INSTRUÇÃO 1.
Responda a cada pergunta com base no texto fornecido, usando as mesmas letras:
(a) Que índice de desemprego já foi ultrapassado?
(b) A que valor os repetidos cortes de juros levaram a taxa dos fundos federais?
(c) Que bolha Alan Greenspan pôs no lugar da bolha da tecnologia?
INSTRUÇÃO 2. Segundo o texto fornecido, por que o Fed pode ter ainda mais dificuldade para reanimar a economia desta vez? Responda em uma a três frases.
INSTRUÇÃO 3. Cite o trecho do texto fornecido que começa com "Noutras palavras, não" e segue até "um ligeiro empurrão.".

TEXTO FORNECIDO.

O Dow Jones disparou! Não, despencou! Não, disparou! Não... Pouco importa. Enquanto o mercado de ações maníaco-depressivo domina as manchetes, a história realmente importante está nas más notícias que não param de surgir sobre a economia real. Fica claro agora que resgatar os bancos é apenas o começo: a economia não-financeira também precisa desesperadamente de ajuda.
Por Paul Krugman, originalmente publicado no New York Times
E para fornecer essa ajuda, teremos de colocar de lado alguns preconceitos. Está na moda, politicamente, esbravejar contra os gastos do governo e exigir responsabilidade fiscal.
Mas, no momento, uma elevação nos gastos do governo é o remédio correto, e as preocupações quanto ao défice deveriam ser deixadas de lado.
Nesta semana, fomos informados de que as vendas do retalho [nos EUA] caíram no precipício, e o mesmo vale para a produção industrial. Os pedidos de subsídio de desemprego apontam para um nível de recessão pesado. Todos os sinais apontam para uma desaceleração econômica que será cruel e longa.
Cruel a que ponto? O índice de desemprego já ultrapassou 6% (e as medidas mais amplas de subemprego estão na casa dos dois dígitos). Tornou-se virtualmente certo, agora, que o desemprego passe de 7%, e possivelmente ultrapasse 8%.
E quanto à duração da crise? Ela pode ser muito longa.
Pensem sobre o que aconteceu na última recessão, que se seguiu ao estouro da bolha da tecnologia do final dos anos 90. Em termos superficiais, a resposta das autoridades àquela recessão parece uma história de sucesso. Ainda que houvesse temor generalizado quanto à possibilidade de os Estados Unidos experimentarem uma "década perdida" ao modo japonês, isso não aconteceu. O Federal Reserve conseguiu estimular a recuperação por meio de cortes nas taxas de juros.
Mas a verdade é que estamos com cara de japoneses já há algum tempo: o Fed encontrou dificuldades para reanimar a economia. A despeito de repetidos cortes de juros que, por fim, conduziram a taxa dos fundos federais a apenas 1%, o desemprego continuava a subir; demorou mais de dois anos para que o quadro de emprego começasse a melhorar. E quando uma recuperação convincente enfim começou, Alan Greenspan tinha conseguido substituir a bolha da tecnologia pela bolha da habitação.
Agora chegou a vez de a bolha da habitação estourar, e a paisagem financeira está repleta de ruínas. Mesmo que os esforços em curso para resgatar o sistema financeiro e descongelar os mercados de crédito funcionem - e embora o processo esteja apenas a começar, os resultados iniciais foram decepcionantes -, é difícil imaginar que a habitação se recupere no curto prazo. E se existe uma nova bolha à espera para acontecer, ela não é óbvia. Assim, o Fed pode encontrar ainda mais dificuldade para reanimar a economia, desta vez.
Noutras palavras, não há muita coisa que Ben Bernanke possa fazer pela economia. Ele pode, e deveria, cortar ainda mais os juros, mas ninguém espera que isso propicie mais do que um ligeiro empurrão.

DADOS BRUTOS.
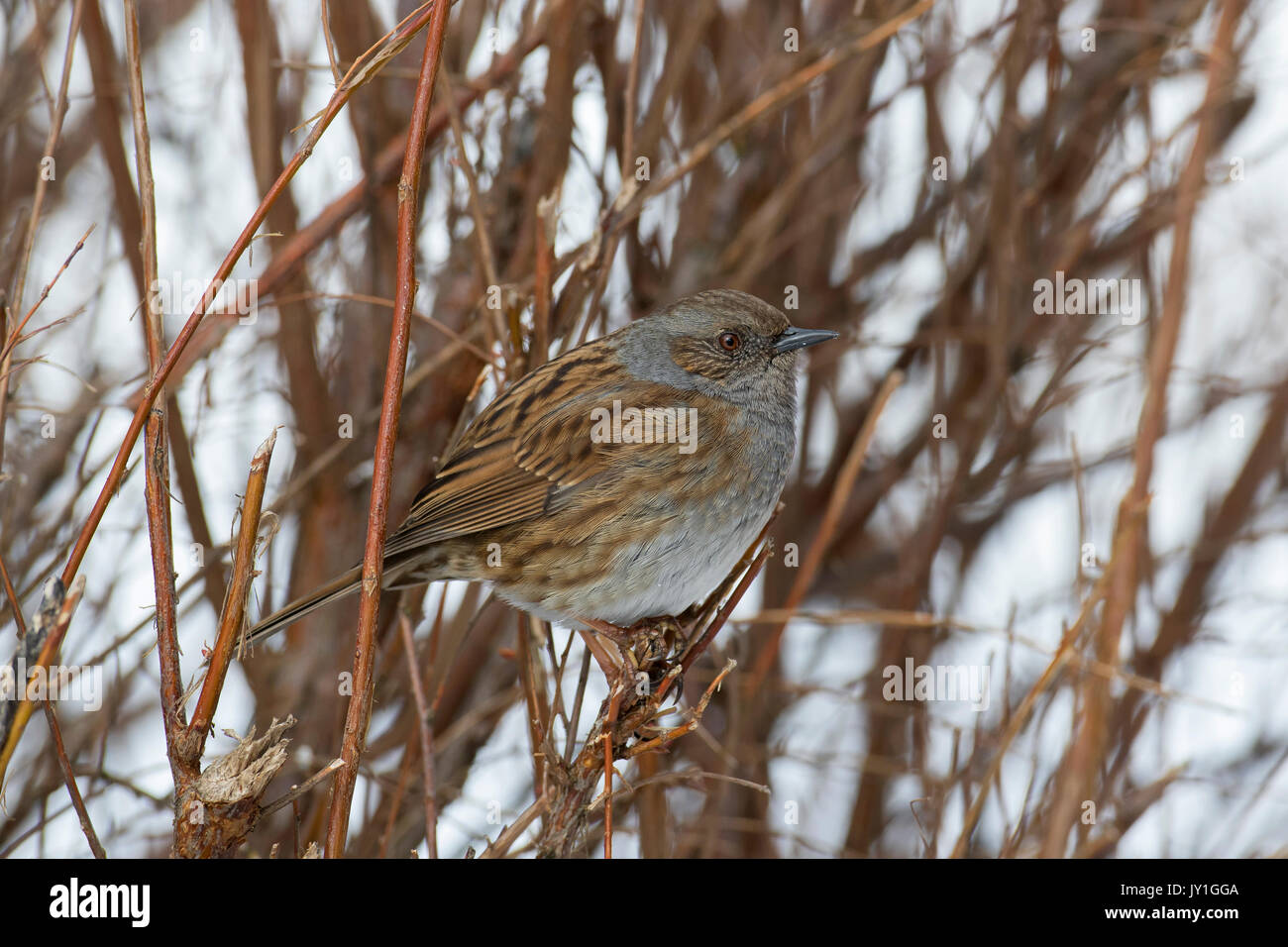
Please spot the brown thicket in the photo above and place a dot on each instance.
(905, 172)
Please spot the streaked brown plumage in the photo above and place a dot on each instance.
(571, 526)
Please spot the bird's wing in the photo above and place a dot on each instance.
(528, 449)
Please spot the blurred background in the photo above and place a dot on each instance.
(1061, 223)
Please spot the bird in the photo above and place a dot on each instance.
(617, 482)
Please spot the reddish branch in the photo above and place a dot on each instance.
(1083, 762)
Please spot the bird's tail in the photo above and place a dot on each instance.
(343, 585)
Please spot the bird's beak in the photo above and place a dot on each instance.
(797, 338)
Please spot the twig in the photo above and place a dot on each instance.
(373, 562)
(235, 605)
(831, 517)
(69, 779)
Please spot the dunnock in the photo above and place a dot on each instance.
(619, 480)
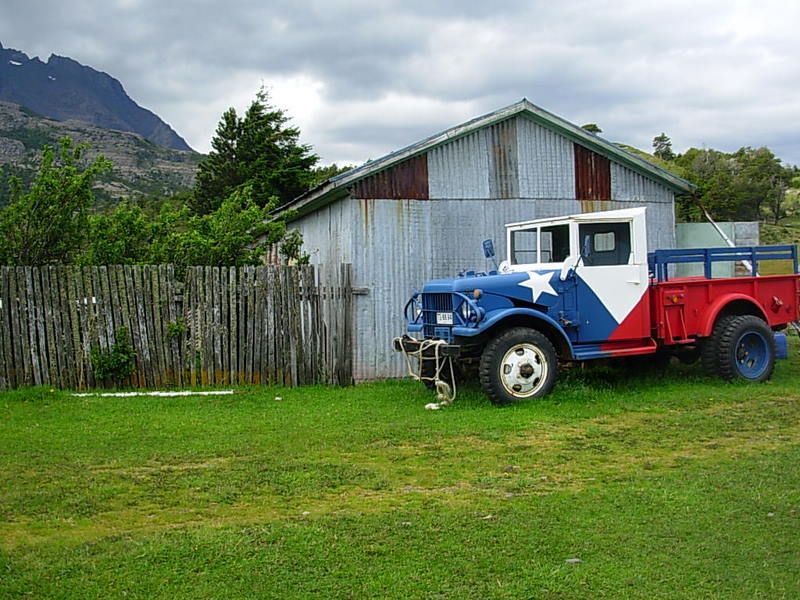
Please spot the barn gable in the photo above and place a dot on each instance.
(520, 151)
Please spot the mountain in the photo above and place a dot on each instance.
(140, 168)
(64, 89)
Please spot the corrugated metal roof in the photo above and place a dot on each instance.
(337, 186)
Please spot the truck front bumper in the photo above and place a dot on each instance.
(409, 345)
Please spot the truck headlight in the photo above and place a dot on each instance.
(416, 309)
(466, 312)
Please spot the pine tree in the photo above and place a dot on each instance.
(662, 147)
(259, 150)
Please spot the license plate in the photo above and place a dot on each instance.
(444, 318)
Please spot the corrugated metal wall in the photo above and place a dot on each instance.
(513, 171)
(629, 189)
(460, 169)
(546, 164)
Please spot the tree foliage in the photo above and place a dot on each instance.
(259, 150)
(662, 147)
(48, 223)
(235, 234)
(749, 184)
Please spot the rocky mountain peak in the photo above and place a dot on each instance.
(64, 89)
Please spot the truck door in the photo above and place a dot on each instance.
(612, 282)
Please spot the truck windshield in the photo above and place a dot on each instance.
(540, 245)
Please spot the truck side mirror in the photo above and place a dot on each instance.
(586, 250)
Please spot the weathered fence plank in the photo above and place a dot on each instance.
(269, 325)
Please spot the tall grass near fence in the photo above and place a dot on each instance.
(271, 324)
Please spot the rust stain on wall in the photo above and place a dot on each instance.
(592, 179)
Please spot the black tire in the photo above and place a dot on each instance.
(518, 364)
(746, 349)
(709, 348)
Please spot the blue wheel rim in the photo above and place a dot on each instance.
(751, 354)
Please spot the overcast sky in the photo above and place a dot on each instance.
(362, 78)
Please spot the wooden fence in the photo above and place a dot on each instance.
(213, 326)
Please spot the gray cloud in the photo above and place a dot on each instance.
(362, 78)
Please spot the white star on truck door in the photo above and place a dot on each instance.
(539, 283)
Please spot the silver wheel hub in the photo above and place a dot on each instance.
(523, 370)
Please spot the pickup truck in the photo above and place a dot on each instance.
(584, 287)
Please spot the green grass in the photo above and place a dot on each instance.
(664, 486)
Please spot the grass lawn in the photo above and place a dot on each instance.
(618, 485)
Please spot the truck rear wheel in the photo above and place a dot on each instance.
(710, 351)
(519, 363)
(746, 349)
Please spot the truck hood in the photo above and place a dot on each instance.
(530, 287)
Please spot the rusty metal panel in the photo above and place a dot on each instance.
(546, 162)
(504, 160)
(592, 179)
(460, 169)
(408, 179)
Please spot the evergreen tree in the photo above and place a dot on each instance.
(662, 147)
(259, 150)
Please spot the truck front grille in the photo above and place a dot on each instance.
(431, 304)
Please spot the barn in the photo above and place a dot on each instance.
(422, 212)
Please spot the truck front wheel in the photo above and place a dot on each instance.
(746, 349)
(519, 363)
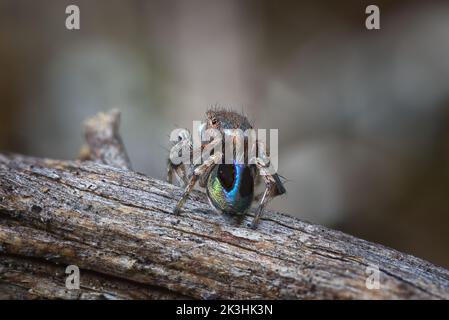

RESPOSTA ESPERADA 1.
(a) 6%.
(b) Apenas 1%.
(c) A bolha da habitação.

RESPOSTA ESPERADA 2. A bolha da habitação estourou e deixou a paisagem financeira cheia de ruínas, e é difícil imaginar que a habitação se recupere no curto prazo. Além disso, não há uma nova bolha óbvia à espera para substituí-la, como a habitação substituiu a tecnologia na recessão anterior.

RESPOSTA ESPERADA 3.
Noutras palavras, não há muita coisa que Ben Bernanke possa fazer pela economia. Ele pode, e deveria, cortar ainda mais os juros, mas ninguém espera que isso propicie mais do que um ligeiro empurrão.